## PROBLEM DETAILS
Copy all of the material below word for word, leaving every line and character unchanged.

## INPUT FOR THIS TASK
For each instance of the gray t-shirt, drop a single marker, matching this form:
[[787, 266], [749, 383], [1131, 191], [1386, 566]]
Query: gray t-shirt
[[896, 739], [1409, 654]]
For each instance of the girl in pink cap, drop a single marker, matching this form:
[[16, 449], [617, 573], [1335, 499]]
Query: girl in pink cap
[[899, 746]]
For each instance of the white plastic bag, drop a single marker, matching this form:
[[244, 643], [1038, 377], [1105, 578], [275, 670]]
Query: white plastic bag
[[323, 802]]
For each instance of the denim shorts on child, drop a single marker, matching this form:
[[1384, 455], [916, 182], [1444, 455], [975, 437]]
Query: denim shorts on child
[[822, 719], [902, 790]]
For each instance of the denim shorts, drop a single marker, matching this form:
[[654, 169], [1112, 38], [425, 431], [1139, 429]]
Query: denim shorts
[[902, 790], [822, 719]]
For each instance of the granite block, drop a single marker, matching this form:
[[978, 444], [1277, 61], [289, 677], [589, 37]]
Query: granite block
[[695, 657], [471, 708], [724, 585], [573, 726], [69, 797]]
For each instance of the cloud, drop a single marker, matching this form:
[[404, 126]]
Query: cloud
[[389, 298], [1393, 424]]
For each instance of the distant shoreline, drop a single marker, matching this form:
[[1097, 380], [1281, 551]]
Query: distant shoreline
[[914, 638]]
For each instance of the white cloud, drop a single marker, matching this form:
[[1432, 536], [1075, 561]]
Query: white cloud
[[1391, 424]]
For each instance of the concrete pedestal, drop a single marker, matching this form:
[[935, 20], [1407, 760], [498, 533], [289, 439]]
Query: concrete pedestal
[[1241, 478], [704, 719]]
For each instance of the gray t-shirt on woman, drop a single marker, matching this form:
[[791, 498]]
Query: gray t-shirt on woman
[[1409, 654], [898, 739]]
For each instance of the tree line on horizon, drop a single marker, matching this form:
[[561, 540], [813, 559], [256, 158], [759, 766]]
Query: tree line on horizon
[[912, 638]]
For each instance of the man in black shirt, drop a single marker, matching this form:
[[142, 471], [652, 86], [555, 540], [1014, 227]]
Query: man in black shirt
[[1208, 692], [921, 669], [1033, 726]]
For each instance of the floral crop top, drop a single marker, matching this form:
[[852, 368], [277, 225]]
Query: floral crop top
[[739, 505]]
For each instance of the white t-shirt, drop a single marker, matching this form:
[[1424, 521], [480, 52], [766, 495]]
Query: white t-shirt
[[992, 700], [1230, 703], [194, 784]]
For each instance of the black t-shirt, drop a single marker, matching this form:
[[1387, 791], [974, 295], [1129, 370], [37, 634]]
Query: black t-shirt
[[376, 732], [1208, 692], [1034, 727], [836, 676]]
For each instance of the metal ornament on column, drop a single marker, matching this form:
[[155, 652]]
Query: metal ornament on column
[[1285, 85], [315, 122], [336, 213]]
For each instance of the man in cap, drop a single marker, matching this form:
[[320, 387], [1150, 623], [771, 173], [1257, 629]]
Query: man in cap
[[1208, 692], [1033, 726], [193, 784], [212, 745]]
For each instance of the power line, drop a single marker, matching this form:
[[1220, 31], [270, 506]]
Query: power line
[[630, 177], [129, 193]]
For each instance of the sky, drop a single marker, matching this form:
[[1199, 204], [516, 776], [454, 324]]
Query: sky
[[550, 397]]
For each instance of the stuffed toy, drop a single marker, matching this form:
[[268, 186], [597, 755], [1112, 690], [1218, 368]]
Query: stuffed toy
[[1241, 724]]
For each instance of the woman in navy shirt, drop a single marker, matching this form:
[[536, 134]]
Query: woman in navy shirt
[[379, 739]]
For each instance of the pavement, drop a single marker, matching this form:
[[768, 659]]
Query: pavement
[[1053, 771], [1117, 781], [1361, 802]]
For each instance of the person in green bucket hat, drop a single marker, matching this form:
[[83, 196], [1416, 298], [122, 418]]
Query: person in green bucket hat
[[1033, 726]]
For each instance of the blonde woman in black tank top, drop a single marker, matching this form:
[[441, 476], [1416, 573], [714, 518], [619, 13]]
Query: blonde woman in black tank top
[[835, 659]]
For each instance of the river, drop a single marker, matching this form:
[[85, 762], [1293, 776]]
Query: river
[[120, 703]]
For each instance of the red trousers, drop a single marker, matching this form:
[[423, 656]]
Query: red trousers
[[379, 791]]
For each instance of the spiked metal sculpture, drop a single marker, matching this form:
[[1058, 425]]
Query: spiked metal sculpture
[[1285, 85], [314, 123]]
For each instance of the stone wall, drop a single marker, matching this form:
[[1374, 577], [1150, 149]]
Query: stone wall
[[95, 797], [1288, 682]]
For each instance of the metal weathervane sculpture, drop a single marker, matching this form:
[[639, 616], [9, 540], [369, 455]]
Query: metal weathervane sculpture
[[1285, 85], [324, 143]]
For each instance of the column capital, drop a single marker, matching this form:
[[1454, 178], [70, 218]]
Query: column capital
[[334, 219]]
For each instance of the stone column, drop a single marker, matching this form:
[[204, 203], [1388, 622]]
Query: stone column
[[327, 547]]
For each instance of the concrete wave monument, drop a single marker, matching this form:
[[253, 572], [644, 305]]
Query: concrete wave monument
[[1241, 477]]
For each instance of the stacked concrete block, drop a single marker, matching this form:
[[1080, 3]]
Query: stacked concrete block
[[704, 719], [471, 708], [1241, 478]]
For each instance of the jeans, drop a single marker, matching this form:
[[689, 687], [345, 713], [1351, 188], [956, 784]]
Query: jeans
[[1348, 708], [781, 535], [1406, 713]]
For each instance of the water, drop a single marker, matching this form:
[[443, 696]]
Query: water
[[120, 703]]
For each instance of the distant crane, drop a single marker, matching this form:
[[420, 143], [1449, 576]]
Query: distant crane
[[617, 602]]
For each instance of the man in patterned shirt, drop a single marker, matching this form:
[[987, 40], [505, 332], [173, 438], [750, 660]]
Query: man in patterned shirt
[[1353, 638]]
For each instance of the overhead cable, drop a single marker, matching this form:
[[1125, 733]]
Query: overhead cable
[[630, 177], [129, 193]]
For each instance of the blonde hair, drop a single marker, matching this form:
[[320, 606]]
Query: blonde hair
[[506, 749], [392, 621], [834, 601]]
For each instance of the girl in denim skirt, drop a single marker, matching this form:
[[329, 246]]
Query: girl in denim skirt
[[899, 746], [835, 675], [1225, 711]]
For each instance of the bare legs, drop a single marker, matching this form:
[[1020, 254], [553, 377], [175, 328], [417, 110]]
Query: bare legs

## WRITTEN SOLUTION
For each instance of the gray t-shirt, drop a single marker, matching this form:
[[787, 266], [749, 383], [1131, 191], [1386, 566]]
Query: gray t-shirt
[[896, 739], [1409, 654]]
For each instance of the girl in pink cap, drop a single marker, matching this form:
[[16, 449], [617, 573], [1335, 499]]
Query: girl in pink cap
[[899, 746]]
For each instance of the white plastic bag, drop a single marker, matching this form:
[[244, 643], [1038, 377], [1105, 578], [275, 670]]
Query: white plastic bag
[[323, 802]]
For each instance of the denim shorts on child, drop a single marker, matching this form:
[[1384, 455], [916, 182], [1444, 455], [975, 437]]
Query: denim shorts on child
[[822, 719], [902, 790]]
For each instance of the denim shorts, drop a single marker, matching this form:
[[654, 169], [1112, 38], [425, 431], [1139, 429]]
Query: denim shorts
[[902, 790], [822, 719]]
For each instance of the granite block, drop a single marker, matching this form:
[[978, 444], [1277, 61], [289, 677], [589, 37]]
Query: granite block
[[695, 657], [471, 708], [724, 585], [573, 726], [69, 797]]
For each instance of the cloud, drop a single marker, matching this form:
[[404, 126]]
Query: cloud
[[389, 298], [1393, 424]]
For each instance of the distant shoreline, drop a single marker, matching this form:
[[1097, 380], [1281, 551]]
Query: distant shoreline
[[914, 638]]
For each instance of the white cloud, drop a single marker, matching this form:
[[1432, 536], [1075, 561]]
Query: white cloud
[[1391, 424]]
For each instance of the concrete pedestal, drop a single marker, matching this form:
[[935, 20], [1407, 760], [498, 533], [289, 439]]
Query: concrete pedestal
[[1241, 478], [704, 719]]
For each instance of the gray t-shirt on woman, drop a single marker, matching this form:
[[791, 498]]
Query: gray t-shirt on woman
[[1409, 654], [898, 739]]
For each instance of the tree line on horizon, drop a single marker, matching this form:
[[561, 540], [813, 559], [256, 158], [759, 766]]
Query: tree line on horizon
[[912, 638]]
For each instance of the man in black shirt, drop a single marker, matching this form:
[[142, 471], [652, 86], [555, 540], [1014, 227]]
Query: man in black shirt
[[1208, 692], [921, 669], [1033, 726]]
For each instance of the floral crop top, drop a single marker, matching this form:
[[852, 368], [277, 225]]
Query: floral crop top
[[739, 505]]
For each instance of the white t-shirt, drop a single marker, matching this form:
[[1424, 521], [480, 52], [766, 495]]
Query: white t-shirt
[[992, 700], [1230, 703], [194, 784]]
For each instance of the black t-shirt, drop a single marker, matching this form:
[[1387, 791], [974, 295], [1129, 370], [37, 634]]
Query: black t-shirt
[[376, 732], [1208, 692], [1034, 727], [836, 676]]
For each instance of the metal ornament on column, drop a single marker, matching this form:
[[155, 652]]
Query: metal ornament on column
[[1285, 85], [315, 122], [336, 213]]
For each instance of the man in cap, drop a single marker, matching this form:
[[320, 387], [1150, 623], [771, 173], [1257, 629]]
Query: man in cap
[[1208, 692], [1033, 726], [193, 784], [212, 745]]
For each instance of the power line, drop a single marker, matching this form:
[[1220, 31], [270, 506]]
Query: power line
[[630, 177], [129, 193]]
For each instance of the sky, drop a single marker, matching this form:
[[1199, 204], [516, 776], [454, 324]]
Query: sky
[[550, 397]]
For each instance of the stuffed toy, drop a single marker, matching this form:
[[268, 186], [597, 755], [1112, 690], [1218, 368]]
Query: stuffed toy
[[1241, 724]]
For each instance of the woman in navy shirt, drop a single marker, matching this form:
[[536, 134]]
Query: woman in navy shirt
[[379, 739]]
For each instance of the pavement, drop a single marker, matching this form:
[[768, 659]]
Query: pavement
[[1053, 771], [1117, 781], [1361, 802]]
For each instance of the person in green bucket hat, drop a single marker, matching this form:
[[83, 196], [1416, 298], [122, 418]]
Query: person in green bucket hat
[[1033, 726]]
For each instance of the blonde woman in black tank top, drop a single marker, matching this form:
[[441, 476], [1416, 573], [714, 518], [619, 13]]
Query: blonde woman in black tank top
[[835, 659]]
For each instance of the river, drop a single marker, matching this form:
[[85, 762], [1293, 776]]
Query: river
[[120, 703]]
For each instance of the red trousers, drop a single marker, matching this form:
[[423, 656]]
Query: red trousers
[[379, 791]]
For each instance of the spiked metal sculpture, drop a single marker, matching this form:
[[1058, 425]]
Query: spiked metal sculpture
[[1285, 85], [314, 123]]
For each instance of the stone wall, drop a single marker, matching this form:
[[1374, 577], [1150, 149]]
Query: stone wall
[[95, 797], [1288, 682]]
For each instance of the metal weathervane sculpture, drop a single marker, matching this form:
[[639, 616], [9, 540], [369, 455]]
Query: metal weathervane sculpture
[[1285, 85], [324, 143]]
For each instance of the column capital, drop a single marker, matching this form:
[[1454, 178], [70, 218]]
Query: column capital
[[334, 219]]
For each instance of the stone column, drop a single marker, matching this form:
[[204, 203], [1388, 622]]
Query: stone column
[[327, 547]]
For each instance of the concrete wave monument, drop a single marker, matching this form:
[[253, 572], [644, 305]]
Query: concrete wave monument
[[1241, 477]]
For each instance of the stacked concrete block, drop a single marker, matching this form:
[[1080, 3]]
Query: stacked concrete block
[[704, 719], [471, 708], [1241, 478]]
For each instance of the jeans, drop a single marker, matching this form:
[[689, 687], [345, 713], [1351, 188], [956, 784]]
Query: jeans
[[1348, 708], [781, 535], [1406, 713]]
For each instance of the water, drop a single marker, matching this form:
[[443, 696]]
Query: water
[[120, 703]]
For each instance of the distant crane, drop a single marker, matching this form:
[[420, 143], [1449, 576]]
Query: distant crane
[[617, 602]]
For each instance of the man in patterned shirt, drop a single marker, matching this form:
[[987, 40], [505, 332], [173, 438], [750, 660]]
Query: man in patterned shirt
[[1353, 638]]
For each instance of the overhead cable, drop a single marker, matching this form:
[[1125, 733]]
Query: overhead cable
[[630, 177], [129, 193]]
For each instance of the blonde hair, drop a single marker, matching this form:
[[320, 606]]
Query: blonde hair
[[506, 749], [392, 621], [834, 601]]
For each instance of the girl in denim skirt, drop a single marker, matching this form:
[[329, 246]]
Query: girl in denim skirt
[[899, 746], [835, 675], [1225, 711]]
For each instance of the bare legs, drop a single marker, matching this form:
[[1020, 254], [553, 377], [175, 328], [417, 110]]
Query: bare legs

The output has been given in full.